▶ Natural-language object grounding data

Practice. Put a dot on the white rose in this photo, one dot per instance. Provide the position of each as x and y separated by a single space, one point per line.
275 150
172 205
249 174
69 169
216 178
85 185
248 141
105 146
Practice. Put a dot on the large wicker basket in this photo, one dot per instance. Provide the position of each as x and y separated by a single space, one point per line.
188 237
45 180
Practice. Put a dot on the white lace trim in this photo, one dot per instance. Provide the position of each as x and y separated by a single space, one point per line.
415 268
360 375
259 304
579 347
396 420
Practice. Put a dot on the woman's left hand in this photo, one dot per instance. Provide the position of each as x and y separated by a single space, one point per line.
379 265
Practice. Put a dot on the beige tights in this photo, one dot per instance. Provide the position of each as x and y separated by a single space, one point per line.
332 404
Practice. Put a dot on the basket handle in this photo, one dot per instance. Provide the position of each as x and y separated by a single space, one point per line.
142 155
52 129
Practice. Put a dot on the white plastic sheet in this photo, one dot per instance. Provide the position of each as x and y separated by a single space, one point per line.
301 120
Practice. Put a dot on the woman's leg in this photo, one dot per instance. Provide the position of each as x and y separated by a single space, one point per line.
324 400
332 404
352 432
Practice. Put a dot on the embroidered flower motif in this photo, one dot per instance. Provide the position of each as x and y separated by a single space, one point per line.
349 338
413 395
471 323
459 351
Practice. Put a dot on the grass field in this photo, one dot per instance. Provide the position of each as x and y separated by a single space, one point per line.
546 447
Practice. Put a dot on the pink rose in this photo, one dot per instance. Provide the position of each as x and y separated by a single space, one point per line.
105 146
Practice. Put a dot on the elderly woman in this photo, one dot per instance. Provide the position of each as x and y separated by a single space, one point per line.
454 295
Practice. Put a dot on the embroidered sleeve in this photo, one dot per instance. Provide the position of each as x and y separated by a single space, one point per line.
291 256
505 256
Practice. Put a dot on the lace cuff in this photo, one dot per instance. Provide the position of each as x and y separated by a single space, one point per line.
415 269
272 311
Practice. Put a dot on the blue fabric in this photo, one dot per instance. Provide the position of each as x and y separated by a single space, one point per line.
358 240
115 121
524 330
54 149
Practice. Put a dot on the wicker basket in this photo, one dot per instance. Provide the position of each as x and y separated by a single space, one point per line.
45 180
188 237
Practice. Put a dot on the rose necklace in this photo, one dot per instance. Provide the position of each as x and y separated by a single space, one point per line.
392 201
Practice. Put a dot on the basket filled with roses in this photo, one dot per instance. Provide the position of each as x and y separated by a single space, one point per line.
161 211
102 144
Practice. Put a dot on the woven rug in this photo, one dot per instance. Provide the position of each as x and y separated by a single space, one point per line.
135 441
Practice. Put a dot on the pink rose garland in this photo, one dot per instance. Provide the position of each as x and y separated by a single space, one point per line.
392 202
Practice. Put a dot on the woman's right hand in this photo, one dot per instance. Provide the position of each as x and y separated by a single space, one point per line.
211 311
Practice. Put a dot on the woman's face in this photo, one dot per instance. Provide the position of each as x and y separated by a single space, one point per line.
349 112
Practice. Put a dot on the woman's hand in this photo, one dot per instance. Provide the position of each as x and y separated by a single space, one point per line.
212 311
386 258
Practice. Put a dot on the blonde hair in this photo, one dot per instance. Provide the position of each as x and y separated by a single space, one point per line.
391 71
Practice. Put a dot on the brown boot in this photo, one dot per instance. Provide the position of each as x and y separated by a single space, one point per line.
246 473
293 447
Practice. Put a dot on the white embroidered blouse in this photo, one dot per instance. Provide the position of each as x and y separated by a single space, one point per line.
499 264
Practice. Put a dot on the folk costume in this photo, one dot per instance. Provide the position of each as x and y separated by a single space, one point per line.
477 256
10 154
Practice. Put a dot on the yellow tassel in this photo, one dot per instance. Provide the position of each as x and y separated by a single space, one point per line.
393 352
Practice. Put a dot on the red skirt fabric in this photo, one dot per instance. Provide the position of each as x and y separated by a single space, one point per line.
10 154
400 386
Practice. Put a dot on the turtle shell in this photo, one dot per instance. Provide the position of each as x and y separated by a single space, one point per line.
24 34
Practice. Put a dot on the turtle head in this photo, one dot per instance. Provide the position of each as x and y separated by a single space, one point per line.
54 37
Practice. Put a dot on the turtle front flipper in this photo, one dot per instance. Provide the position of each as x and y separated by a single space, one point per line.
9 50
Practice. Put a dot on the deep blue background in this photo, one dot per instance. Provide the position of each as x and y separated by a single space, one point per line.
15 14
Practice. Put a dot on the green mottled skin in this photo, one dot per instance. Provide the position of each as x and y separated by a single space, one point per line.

▶ Exercise instructions
Could you reproduce the data above exactly as given?

▶ Written solution
Practice. Put a dot on the white rose in this photo, one dot per instance. Provide the position of each as x and y separated by a single space, one point per line.
275 150
172 205
249 174
69 169
216 178
85 185
248 141
105 146
Practice. Put a dot on the large wicker basket in this photo, one dot per instance. Provide the position of each as x and y separated by a single space, one point per line.
188 237
45 180
Practice. Put a dot on the white lace trim in this photo, one dot per instance. Provide the position of each as x and y separated by a single space, one point per line.
415 268
360 375
259 304
579 347
396 420
Practice. Put a dot on the woman's left hand in this photo, one dot per instance. Provide the position of each as x and y separated by a single space, one point per line.
379 265
Practice. Put a dot on the beige tights in this photo, one dot per instance. Provide the position of each as x and y separated by a single space, one point per line.
332 404
Practice. Put a dot on the basket handle in this photo, one dot per instance. Provide the position of each as x and y separated by a single space, one point per line.
142 155
52 129
Practice. Put a dot on the white plastic sheet in this photo, one dot per instance. Provide the position of each as x and y separated by a single space, one point per line.
301 120
Practice. Put a dot on the woman's leg in this photo, one dot per instance. Provide the position of each as x and y separated by a single space, one point per line.
324 400
332 404
352 432
Practice. Put a dot on the embroidered flower motif in this photo, one dot per instance. Provide the position of each as x and y separated by a single space, one point per line.
349 338
413 395
471 323
459 351
Practice. Put a dot on the grass field in this photo, one dot per instance. Provide the position of each as x and y separated by a single space, one point per line.
546 447
Practice. Put a dot on the pink rose in this photo, one dot per instance. Provide the position of each as x and y separated by a single space, one point per line.
105 146
Practice. Put a dot on the elderly woman in this photo, one dot per instance. Provide the position of each as x and y separated by a single space, one point per line.
454 295
Practice. Put a dot on the embroidered sleeve in this photo, one dot per instance. Provide the position of each as x and y separated by a single space, one point per line.
291 256
505 256
Practice. Put a dot on the lace cuff in this photo, one dot per instance. Provide the position of each as x and y separated by a single space, one point per line.
415 269
272 311
Practice. Put a dot on the blue fabric in this photo, one dot per instance. Provide the position of each as x and y separated by a single space, one point per line.
358 240
115 121
524 330
54 149
Practice. Put a dot on the wicker basket in this photo, one dot per instance. Provide the position of each as x and y separated by a single space, one point per line.
45 180
188 237
Practice. Put a dot on the rose necklace in this photo, one dot per instance. Provide the position of each as x and y separated by a single space, one point per line.
392 201
Practice. Put a dot on the basket filled with roses in this photo, one dot per instance. Provide the position of each as x and y separated by a single space, one point per line.
161 211
102 144
Practice. Put a dot on the woven rug in this photo, one dot per instance. Provide the position of each as x and y separated by a single space, one point per line.
135 441
Practice. Put a dot on the pink rose garland in this photo, one dot per instance. Provide the position of each as x and y separated by a single space, one point per line.
392 202
Practice. Put a dot on the woman's right hand in this photo, one dot per instance. Provide the position of each as x and y separated by a single space, one point per line.
211 311
Practice. Put a dot on the woman's face in this photo, one dot per instance. Provide the position of each as x and y separated by a single space, one point per line.
349 112
Practice. Put a dot on the woman's hand in this photo, one dot per instance. Provide the position of each as x and y separated by a single space, one point per line.
212 311
386 258
Practice. Put a dot on the blonde hair in this photo, one dot per instance. Provide the position of each as x and y separated by a single space, one point per line.
391 71
Practice. Put a dot on the brown boot in this photo, one dot per instance. Provide the position of each as x and y separated by a single space, one point per line.
246 473
293 447
Practice. Put a dot on the white embroidered blouse in this photo, one dot per instance. Provide the position of each as x and y separated by a single space, one point per line.
499 264
Practice. Put a dot on the folk costume in this photo, one dot per instance. Provide the position of each as x and y separated by a single space, one point per line.
477 256
10 154
Practice. Put a dot on the yellow tassel in this photo, one dot per instance. Provide the position of each as x and y separated by a single space, one point per line.
393 352
Practice. Put a dot on the red skirt fabric in this photo, one dot per instance. Provide the position of each as x and y separated by a single space, one point per line.
10 154
400 386
Practice. Put a dot on the turtle shell in this photo, one dot per instance. Provide the position of each as x and y separated by a single space, one point per line.
24 34
Practice. Put a dot on the turtle head in this photo, one dot per instance. Provide the position of each as x and y separated by a single space, one point per line.
54 37
Practice. Put a dot on the turtle front flipper in this photo, one dot per instance. Provide the position of each as x and y separated by a single space, one point per line.
9 50
Practice. Put a dot on the deep blue background in this photo, one dot per instance. Provide the position of each as x and y separated by a single space, one point per line.
15 14
Practice. Put a dot on the green mottled skin in this photo, one dot per instance. Provide the position of each as x and y separated by a single space, one point per line.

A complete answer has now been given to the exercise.